**TASK GOAL:** Spot each line in the records below where the word "white" occurs, then copy it.

**RECORDS FOR THIS EXERCISE:**
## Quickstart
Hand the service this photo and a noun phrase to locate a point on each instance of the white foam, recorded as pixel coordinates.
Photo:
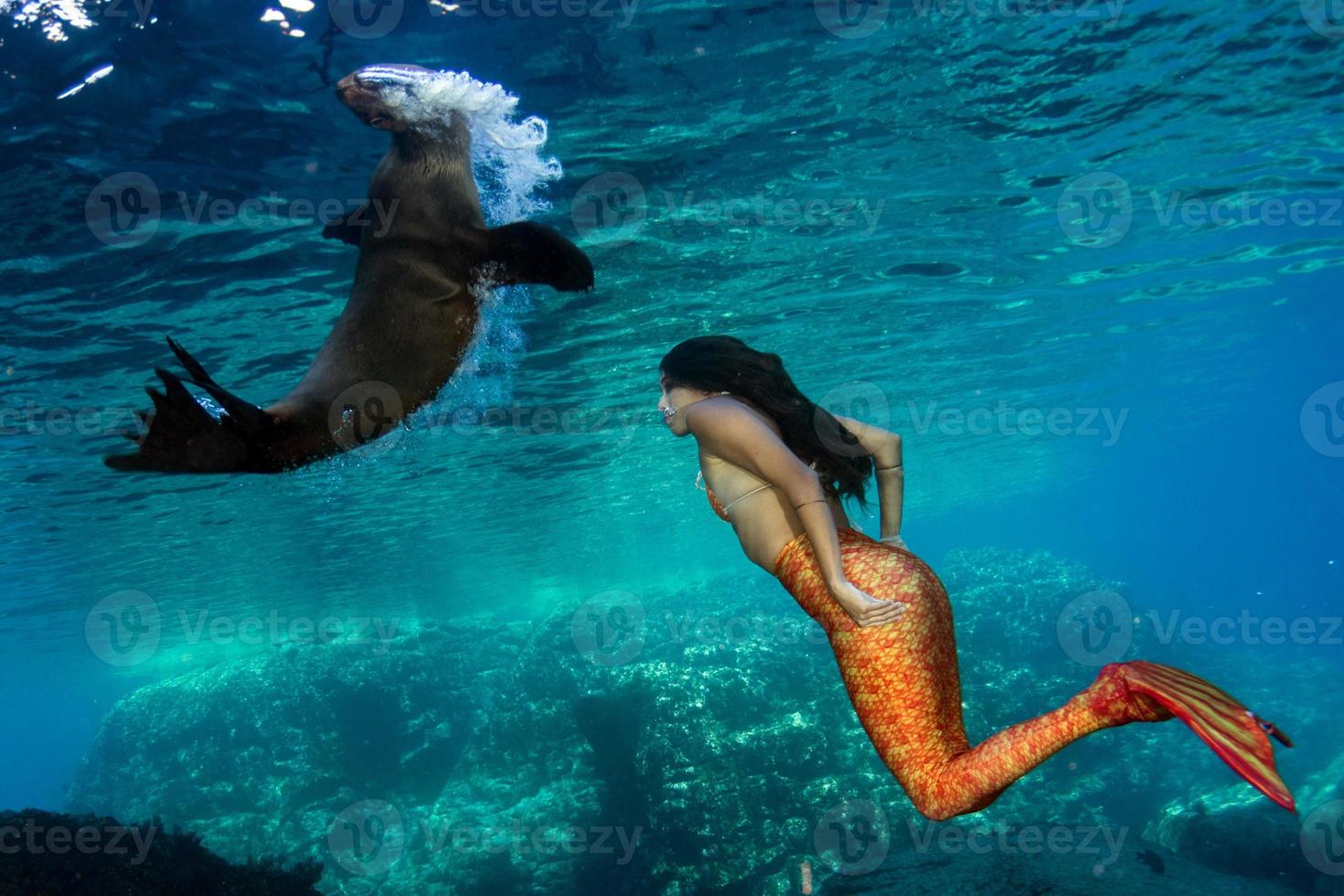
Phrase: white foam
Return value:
(506, 152)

**REPLY:**
Hand the service this photo and a noun phrase to locate a point on each instance of the white foam, recorded as pixel coordinates.
Phrase: white foam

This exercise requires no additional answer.